Fragmento mostrado —
┌──
Si reconocemos que la persona no es una realidad adjetiva sino sustantiva,
hemos de reconocer con la misma fuerza que nadie tiene derecho a dar ni a
quitar la vida según el propio arbitrio. Nadie tiene derecho a
"tener" un hijo, porque nadie tiene derecho a "tener" a
nadie. Una persona sólo puede recibirse y acogerse como un don, nunca tenerla
como una propiedad. Esto último equivale, al menos, a la
"posesión" pretendida por los traficantes o poseedores de esclavos.
Y esto, al menos, es lo que hacen los que trafican con embriones humanos.
¿Cabe arrogarse el dominio de las personas de este modo por motivos
"humanitarios"? Es muy dudoso, aunque posible a nivel sentimiental.
Pero los sentimientos nunca han justificado el crímen, el asesinato ni la
esclavitud. Traficar con personas por motivos humanitarios es una de las
contradicciones más graves - horribles, sería la palbra justa - que se
realizan en la actualidad, con modalidades diferentes a la de otros tiempos,
pero sustancialmente idénticas.
EXPERIENCIA DE LA LIBERTAD
Sigamos con el análisis fenomenológico de la persona.
└──
Datos registrados —
┌──
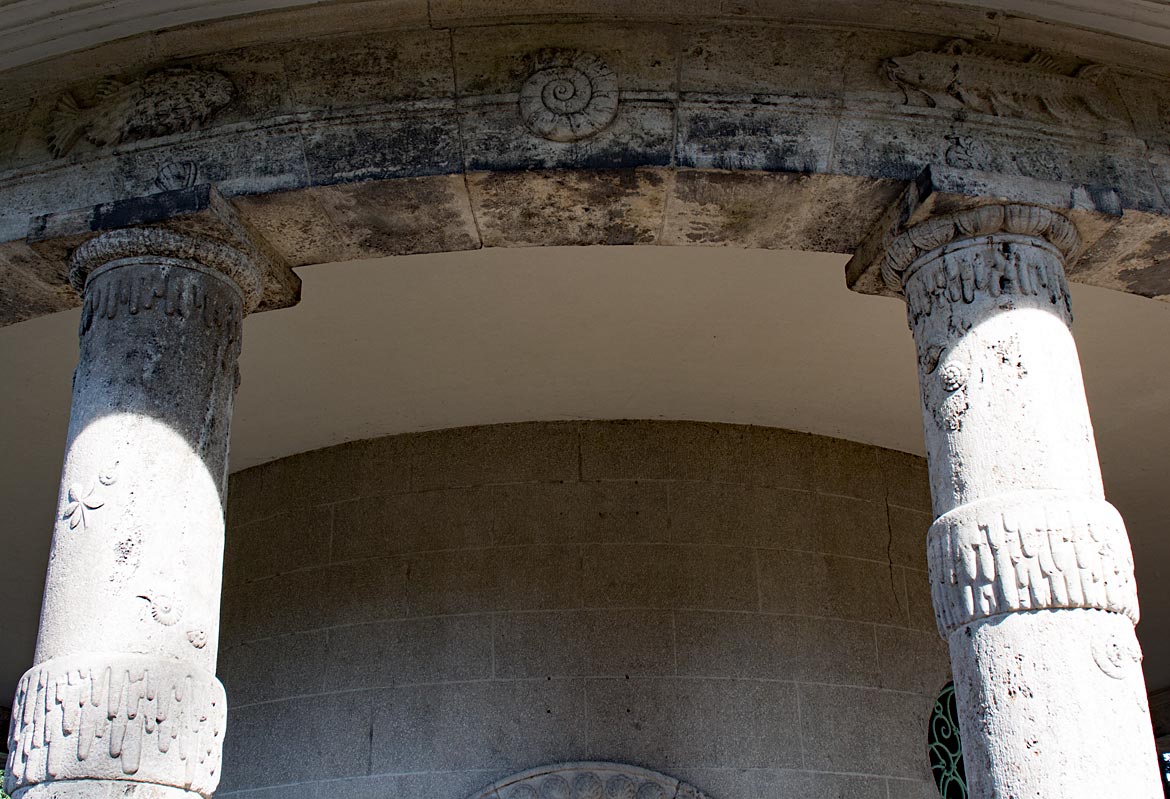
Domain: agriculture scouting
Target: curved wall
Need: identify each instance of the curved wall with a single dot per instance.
(740, 607)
└──
Acciones a realizar —
A: Según el fragmento, ¿de qué manera puede únicamente recibirse y acogerse a una persona?
B: Reproduce palabra por palabra el texto del fragmento entre "Y esto, al menos, es" y "pero sustancialmente idénticas.", ambos incluidos.

Respuestas —
A: Como un don, nunca como una propiedad.

B:
Y esto, al menos, es lo que hacen los que trafican con embriones humanos.
¿Cabe arrogarse el dominio de las personas de este modo por motivos
"humanitarios"? Es muy dudoso, aunque posible a nivel sentimiental.
Pero los sentimientos nunca han justificado el crímen, el asesinato ni la
esclavitud. Traficar con personas por motivos humanitarios es una de las
contradicciones más graves - horribles, sería la palbra justa - que se
realizan en la actualidad, con modalidades diferentes a la de otros tiempos,
pero sustancialmente idénticas.